- **Exercise aim**
Pick out every line of the data that contains the word "vegetation", and copy each one. Match case exactly.

----------

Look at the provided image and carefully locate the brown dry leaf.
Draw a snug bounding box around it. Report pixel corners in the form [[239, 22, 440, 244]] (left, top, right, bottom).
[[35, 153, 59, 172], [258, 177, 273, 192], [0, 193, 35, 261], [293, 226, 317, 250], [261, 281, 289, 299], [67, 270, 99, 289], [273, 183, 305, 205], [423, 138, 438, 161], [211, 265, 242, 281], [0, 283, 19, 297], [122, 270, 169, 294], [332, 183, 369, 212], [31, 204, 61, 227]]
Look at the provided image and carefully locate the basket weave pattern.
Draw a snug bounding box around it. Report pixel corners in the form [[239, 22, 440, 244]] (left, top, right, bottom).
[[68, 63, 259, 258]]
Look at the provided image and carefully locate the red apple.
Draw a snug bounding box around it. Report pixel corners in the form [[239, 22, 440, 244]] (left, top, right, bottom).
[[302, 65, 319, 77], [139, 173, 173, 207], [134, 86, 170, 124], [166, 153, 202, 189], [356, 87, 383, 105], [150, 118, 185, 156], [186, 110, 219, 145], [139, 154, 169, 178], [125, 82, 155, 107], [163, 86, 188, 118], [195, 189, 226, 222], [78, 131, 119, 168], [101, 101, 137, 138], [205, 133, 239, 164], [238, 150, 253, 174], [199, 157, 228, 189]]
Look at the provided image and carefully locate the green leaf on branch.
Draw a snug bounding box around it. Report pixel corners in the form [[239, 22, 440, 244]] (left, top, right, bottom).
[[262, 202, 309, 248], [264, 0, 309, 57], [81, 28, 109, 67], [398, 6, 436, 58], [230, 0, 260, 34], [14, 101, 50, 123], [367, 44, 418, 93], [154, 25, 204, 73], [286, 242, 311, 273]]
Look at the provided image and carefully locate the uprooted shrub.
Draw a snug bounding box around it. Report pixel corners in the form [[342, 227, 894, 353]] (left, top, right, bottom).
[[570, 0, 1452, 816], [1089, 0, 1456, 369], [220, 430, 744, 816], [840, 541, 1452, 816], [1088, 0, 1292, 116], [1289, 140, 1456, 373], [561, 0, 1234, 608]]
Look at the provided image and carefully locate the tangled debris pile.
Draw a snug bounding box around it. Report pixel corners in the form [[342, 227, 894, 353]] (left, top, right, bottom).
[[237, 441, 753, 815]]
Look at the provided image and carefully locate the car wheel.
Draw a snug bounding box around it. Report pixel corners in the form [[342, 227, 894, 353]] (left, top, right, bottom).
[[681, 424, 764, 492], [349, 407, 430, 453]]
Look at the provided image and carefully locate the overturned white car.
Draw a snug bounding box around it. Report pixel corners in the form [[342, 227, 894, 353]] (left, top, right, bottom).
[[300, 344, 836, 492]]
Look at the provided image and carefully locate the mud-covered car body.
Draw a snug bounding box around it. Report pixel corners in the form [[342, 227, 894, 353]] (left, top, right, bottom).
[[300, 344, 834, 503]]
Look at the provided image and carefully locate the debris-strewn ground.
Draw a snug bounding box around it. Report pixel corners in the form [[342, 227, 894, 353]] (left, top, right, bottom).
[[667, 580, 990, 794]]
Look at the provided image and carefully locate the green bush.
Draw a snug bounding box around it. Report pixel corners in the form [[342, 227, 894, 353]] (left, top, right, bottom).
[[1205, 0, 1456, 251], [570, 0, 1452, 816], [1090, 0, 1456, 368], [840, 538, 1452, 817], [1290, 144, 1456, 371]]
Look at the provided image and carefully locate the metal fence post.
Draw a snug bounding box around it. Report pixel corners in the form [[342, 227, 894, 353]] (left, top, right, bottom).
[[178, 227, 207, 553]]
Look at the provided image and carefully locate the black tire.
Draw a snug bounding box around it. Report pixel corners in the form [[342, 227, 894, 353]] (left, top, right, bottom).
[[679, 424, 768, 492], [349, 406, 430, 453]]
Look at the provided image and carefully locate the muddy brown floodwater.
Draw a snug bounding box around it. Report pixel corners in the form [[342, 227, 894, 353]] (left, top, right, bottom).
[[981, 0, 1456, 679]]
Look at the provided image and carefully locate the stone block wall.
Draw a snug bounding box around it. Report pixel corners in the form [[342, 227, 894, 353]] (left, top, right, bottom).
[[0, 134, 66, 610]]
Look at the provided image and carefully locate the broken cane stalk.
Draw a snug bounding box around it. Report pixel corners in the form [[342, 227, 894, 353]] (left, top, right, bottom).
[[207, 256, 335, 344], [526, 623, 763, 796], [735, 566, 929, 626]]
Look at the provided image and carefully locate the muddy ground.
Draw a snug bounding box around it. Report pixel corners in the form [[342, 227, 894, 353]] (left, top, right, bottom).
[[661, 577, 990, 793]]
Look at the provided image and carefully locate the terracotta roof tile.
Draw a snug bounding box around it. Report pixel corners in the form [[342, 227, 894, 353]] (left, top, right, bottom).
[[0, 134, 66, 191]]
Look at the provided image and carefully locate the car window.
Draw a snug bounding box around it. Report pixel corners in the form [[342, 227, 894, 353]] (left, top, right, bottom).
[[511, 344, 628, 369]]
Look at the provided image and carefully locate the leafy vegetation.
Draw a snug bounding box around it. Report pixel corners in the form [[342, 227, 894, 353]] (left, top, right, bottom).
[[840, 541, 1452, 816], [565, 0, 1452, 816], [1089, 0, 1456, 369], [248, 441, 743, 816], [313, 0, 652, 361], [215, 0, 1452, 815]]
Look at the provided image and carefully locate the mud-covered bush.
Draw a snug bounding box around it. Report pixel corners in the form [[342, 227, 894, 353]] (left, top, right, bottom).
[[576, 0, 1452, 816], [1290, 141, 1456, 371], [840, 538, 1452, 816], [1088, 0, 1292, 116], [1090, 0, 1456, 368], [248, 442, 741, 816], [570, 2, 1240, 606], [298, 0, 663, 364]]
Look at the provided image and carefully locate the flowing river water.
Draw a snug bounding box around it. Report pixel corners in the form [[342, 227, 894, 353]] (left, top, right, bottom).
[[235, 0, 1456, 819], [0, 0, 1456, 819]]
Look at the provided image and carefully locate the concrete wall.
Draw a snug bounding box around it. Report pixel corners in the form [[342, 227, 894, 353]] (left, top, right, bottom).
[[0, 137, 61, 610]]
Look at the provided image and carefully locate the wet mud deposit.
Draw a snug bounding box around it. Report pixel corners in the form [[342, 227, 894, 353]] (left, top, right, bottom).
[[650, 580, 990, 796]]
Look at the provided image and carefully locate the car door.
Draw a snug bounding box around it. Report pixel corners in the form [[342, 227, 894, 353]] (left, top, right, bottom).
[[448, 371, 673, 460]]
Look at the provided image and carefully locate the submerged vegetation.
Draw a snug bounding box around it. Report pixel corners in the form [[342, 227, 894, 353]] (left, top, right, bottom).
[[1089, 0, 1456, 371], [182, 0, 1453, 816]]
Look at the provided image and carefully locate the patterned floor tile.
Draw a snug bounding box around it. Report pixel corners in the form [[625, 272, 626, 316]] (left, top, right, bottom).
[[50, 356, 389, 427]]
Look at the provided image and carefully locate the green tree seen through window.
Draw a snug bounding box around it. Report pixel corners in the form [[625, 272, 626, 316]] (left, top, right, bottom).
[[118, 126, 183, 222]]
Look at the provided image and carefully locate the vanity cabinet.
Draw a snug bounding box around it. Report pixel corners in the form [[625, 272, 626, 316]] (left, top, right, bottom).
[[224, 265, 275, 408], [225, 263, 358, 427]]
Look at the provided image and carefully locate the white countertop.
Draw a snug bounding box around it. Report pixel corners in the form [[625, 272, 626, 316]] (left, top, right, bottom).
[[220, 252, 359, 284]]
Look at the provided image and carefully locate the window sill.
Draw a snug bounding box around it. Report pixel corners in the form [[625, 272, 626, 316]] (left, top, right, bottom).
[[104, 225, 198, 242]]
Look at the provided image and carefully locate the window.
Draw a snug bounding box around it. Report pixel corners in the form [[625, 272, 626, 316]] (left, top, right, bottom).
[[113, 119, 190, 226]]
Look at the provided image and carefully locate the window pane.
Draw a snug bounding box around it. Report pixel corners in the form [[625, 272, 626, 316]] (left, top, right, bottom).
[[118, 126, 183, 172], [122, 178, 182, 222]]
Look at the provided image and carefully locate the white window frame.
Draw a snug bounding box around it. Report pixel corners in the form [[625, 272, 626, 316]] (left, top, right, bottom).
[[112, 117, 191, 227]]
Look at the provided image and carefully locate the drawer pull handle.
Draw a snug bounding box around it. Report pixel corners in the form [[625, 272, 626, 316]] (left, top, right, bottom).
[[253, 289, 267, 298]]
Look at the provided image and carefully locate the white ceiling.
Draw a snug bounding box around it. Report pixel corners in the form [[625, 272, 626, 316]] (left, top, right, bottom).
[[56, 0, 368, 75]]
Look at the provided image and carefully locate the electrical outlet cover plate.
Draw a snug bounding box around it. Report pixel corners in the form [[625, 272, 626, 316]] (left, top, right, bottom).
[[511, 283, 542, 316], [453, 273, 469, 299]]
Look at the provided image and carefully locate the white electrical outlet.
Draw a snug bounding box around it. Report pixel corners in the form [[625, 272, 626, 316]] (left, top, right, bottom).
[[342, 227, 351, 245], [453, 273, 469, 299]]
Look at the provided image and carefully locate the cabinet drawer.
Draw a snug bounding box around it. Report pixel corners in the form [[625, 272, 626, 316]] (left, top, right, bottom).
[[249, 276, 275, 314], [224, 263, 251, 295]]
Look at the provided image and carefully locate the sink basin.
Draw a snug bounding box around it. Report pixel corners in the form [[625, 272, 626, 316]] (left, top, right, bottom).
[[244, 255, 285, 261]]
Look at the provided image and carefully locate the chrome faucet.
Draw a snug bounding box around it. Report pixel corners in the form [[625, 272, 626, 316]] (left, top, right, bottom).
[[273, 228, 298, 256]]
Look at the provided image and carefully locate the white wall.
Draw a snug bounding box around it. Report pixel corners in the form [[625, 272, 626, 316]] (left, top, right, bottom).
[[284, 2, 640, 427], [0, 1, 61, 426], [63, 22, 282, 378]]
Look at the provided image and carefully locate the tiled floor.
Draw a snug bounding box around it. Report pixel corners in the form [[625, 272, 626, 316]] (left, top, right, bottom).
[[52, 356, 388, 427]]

----------

- **Exercise answer**
Look at the provided image and carefully locate the leafy vegetation.
Look at the provided image and carefully locate the submerged vegetation.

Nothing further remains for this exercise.